* begin Source text *

Movement 2. This is the piano playing through "brutal sonic assaults." I'm forcing myself to sit through this. 3:29 - the bass clarinet is finally doing something interesting. 5:00 - the piano is finally getting interesting. A little more interesting piano/orchestra interaction at 8:00. Another orchestral/piano dust-up at 11:00. Now a quiet ending.

The liner notes call this a "powerful and deeply moving tour-de-force." Whatever. The second movement is more compelling than the first. I know Carter has his fans around here, but personally, I really don't want to hear this again.

[Update: I just read Alex Ross' blog about this piece: "But when I listened in a more passive mode, I had the instinctive reaction that Carter has inspired in subscription audiences for decades: Please stop this crazy noise." So it isn't just me.]


----------



## Weston (Jul 11, 2008)

I did a similar experiment for myself a couple of years ago with Varese's "Arcana," trying to get a better appreciation for his work. I knew that I liked Ligeti probably because of the exposure and thought the same might hold true for Varese. After a few days I did in fact begin to enjoy "Arcana" and found myself humming it - sort of -- in the shower. 

But then I discovered it is one of his most accessible works. I got discouraged by the whole thing after that. :-/


----------



## Huilunsoittaja (Apr 6, 2010)

jim prideaux said:


> As the 3rd symphony is one of my personal favourites by any composer I would be interested in your opinions......


I followed you! And you know what, unlike the 5th, I think I do need to listen to this symphony again.

Day 1:

I really liked the 1st movement (memorable beginning! ), but then my attention dragged off a little as the symphony went on. Nielsen is really good with low brass! The wordless voices in the 2nd movement were a nice touch, ethereal. The more I'm hearing this composer, the more I hear of other favorite composers within him, even a touch of Glazunov here and there. His voice changed throughout too, as he went through different levels of dissonance. The last movement had a nice anthem at the beginning and end, and interesting techniques for development. But I don't remember too much of it now afterwards, less memorable than the 5th? Actually the real reason for that because I _had _heard the 5th before and so was more memorable than this one. This is what I am seeking after in my experiment, a sense of memorability in it which will help my appreciation as time goes on.

Definitely going to try again tomorrow!


----------



## Alydon (May 16, 2012)

This is a very interesting exercise though I have my doubts whether listening in this way will make you appreciate a composer/work which you have never got into. Of course, one of the main joys of music is always discovering new things and in the context of the works we are talking about they almost demand our attention and at least a listen through.

* end Source text *
* begin Extracted records *

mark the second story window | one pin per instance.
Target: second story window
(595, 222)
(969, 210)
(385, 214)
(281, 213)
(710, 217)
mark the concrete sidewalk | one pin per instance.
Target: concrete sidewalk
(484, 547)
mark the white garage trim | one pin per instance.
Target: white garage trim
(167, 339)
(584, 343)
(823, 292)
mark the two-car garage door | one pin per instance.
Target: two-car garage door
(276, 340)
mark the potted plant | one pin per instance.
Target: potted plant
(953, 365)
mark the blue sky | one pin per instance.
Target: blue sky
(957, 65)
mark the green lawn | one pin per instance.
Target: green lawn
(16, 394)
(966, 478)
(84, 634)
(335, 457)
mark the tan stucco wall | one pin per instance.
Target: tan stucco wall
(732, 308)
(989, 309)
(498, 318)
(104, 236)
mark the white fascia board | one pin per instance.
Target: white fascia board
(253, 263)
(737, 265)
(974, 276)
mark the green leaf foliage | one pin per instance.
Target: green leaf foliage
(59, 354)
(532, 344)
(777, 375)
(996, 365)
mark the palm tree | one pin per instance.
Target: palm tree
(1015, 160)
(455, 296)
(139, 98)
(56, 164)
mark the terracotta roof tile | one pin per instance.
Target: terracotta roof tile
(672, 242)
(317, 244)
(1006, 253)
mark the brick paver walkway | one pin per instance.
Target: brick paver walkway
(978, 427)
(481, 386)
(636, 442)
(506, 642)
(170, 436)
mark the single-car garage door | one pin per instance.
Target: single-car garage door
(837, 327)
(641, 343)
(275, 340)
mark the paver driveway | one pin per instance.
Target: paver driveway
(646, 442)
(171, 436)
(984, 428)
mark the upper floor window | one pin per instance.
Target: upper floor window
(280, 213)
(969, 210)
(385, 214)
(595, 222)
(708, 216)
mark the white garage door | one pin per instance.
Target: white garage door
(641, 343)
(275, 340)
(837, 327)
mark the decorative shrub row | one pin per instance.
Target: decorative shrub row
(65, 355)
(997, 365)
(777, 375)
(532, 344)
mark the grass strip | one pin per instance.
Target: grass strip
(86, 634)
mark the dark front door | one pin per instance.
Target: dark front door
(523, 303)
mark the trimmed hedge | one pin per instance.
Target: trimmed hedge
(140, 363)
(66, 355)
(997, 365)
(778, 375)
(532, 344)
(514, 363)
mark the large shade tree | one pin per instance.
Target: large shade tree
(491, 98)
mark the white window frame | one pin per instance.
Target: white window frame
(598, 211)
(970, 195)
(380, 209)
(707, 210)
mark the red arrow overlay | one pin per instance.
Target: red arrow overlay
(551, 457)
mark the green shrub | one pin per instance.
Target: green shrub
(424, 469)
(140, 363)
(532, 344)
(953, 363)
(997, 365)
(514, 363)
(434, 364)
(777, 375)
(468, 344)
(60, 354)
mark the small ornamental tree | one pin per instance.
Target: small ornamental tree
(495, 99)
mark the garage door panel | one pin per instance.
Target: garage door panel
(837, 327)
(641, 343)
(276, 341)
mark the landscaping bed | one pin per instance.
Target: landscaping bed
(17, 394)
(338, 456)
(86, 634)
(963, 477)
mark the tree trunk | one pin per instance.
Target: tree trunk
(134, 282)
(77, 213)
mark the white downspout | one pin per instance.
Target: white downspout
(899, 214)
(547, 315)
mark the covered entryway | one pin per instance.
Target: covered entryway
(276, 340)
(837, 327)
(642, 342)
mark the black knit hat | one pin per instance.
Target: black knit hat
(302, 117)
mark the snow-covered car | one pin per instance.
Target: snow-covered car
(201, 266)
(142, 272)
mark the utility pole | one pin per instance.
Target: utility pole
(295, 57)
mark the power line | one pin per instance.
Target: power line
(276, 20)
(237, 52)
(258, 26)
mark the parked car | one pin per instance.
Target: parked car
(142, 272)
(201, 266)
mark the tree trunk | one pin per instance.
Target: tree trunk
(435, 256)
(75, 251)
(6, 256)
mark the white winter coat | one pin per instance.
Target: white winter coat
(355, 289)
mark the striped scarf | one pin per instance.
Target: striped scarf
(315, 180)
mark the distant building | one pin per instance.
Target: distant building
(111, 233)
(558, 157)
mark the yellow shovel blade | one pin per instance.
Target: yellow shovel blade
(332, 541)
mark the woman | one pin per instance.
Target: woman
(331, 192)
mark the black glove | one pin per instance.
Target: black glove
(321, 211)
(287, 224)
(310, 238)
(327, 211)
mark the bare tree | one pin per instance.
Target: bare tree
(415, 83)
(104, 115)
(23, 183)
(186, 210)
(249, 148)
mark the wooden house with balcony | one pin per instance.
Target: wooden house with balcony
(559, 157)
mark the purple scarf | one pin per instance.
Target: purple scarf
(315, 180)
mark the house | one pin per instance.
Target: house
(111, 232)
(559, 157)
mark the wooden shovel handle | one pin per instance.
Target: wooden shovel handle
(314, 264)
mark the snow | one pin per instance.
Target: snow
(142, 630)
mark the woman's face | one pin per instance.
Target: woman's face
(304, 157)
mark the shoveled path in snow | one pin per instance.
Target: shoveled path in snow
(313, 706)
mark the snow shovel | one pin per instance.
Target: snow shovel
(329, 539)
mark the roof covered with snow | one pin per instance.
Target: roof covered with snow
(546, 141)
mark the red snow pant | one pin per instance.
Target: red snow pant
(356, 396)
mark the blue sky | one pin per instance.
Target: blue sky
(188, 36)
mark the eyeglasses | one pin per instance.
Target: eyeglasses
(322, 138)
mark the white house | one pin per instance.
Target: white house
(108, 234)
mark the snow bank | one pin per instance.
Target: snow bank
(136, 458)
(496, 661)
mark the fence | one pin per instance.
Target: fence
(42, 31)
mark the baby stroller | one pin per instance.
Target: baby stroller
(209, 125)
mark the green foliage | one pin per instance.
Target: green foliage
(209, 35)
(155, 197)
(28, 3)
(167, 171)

* end Extracted records *

Exercise requirements →
A - In the forum thread, which Varese work did Weston listen to for several days to better appreciate the composer?
B - Quote the forum thread starting with "The liner notes" and going on through "(Jul 11, 2008)".
The items come from a different source than the forum thread.

In response →
A - "Arcana."

B -
The liner notes call this a "powerful and deeply moving tour-de-force." Whatever. The second movement is more compelling than the first. I know Carter has his fans around here, but personally, I really don't want to hear this again.

[Update: I just read Alex Ross' blog about this piece: "But when I listened in a more passive mode, I had the instinctive reaction that Carter has inspired in subscription audiences for decades: Please stop this crazy noise." So it isn't just me.]


----------



## Weston (Jul 11, 2008)